------ TEXTO-BASE

Reflexão

Quem precisa de plástica?

Quem precisa de plástica?
Os cosméticos e as novas tecnologias
Por Sandra Kezen

 

Sandra Kezen é professora e coordenadora do Laboratório de Línguas da Faculdade de Direito de Campos e da Faculdade de Odontologia de Campos.
sandrakezen@fdc.

Como as novas tecnologias mudaram o mundo dos cosméticos? Na verdade, elas revolucionaram a indústria de cosméticos. Hoje a indústria de cosméticos instaura-se como uma nova fábrica de corpos que propõe a padronização da beleza.
Na intenção de abandonar seu caráter supérfluo, a indústria de cosméticos tem um discurso de inclusão no sentido de que os preços de seus produtos são acessíveis a todos. Além disso, para reafirmar a importância deles, a indústria de cosméticos procura enfatizar outras propriedades, além da embelezadora, de seus itens, que, por essa mesma razão, já não podem ser considerados supérfluos, sendo assim elevados à categoria de indispensáveis em nossa nécessaire do dia-a-dia.

------------
------ DADOS REGISTRADOS

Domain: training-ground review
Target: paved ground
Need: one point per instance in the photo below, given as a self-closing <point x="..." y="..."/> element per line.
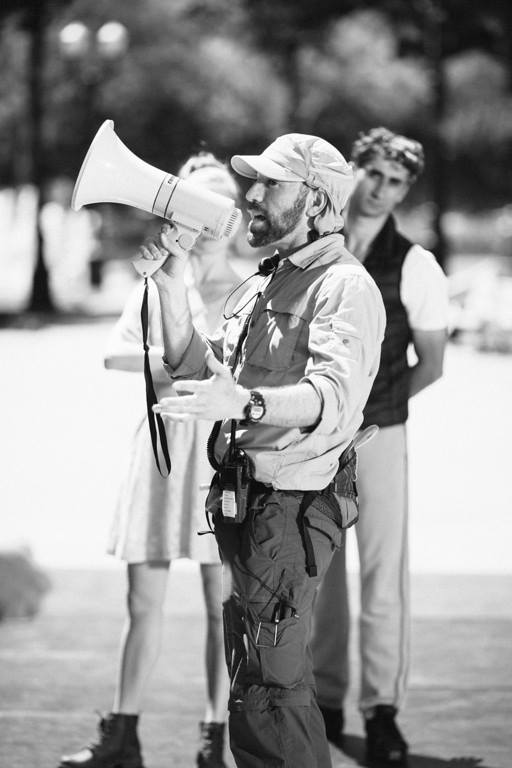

------------

▶ ENUNCIADO:
Dê continuidade ao texto sobre a indústria de cosméticos e as novas tecnologias, começando logo após a última frase.

▶ RESPOSTA:
Com esse discurso a indústria de cosméticos quer tornar o ideal de corpo e de beleza possível a quem o desejar. Para quem é adepto de produtos mais naturais, há os produtos à base de plantas, flores e sementes; para quem não se preocupa com isso há os produtos com ingredientes sintéticos, enfim, há todo um universo cosmético à disposição do consumidor.
A mídia aqui tem um papel fundamental: cabe a ela a divulgação dessa fábrica de beleza, capaz de operar milagres.

É proibido envelhecer

Se o conceito de antienvelhecimento algum dia esteve restrito à cirurgia plástica, hoje ele envolve variados recursos.
Na corrida pela juventude, a indústria de cosméticos também cresceu, desenvolveu novas fórmulas e hoje representa uma importante aliada na proteção da pele. Os resultados têm sido animadores graças à alta complexidade dos produtos, que são criados com variados ingredientes naturais e modernas tecnologias, como a biotecnologia vegetal e nuclear e até a engenharia genética.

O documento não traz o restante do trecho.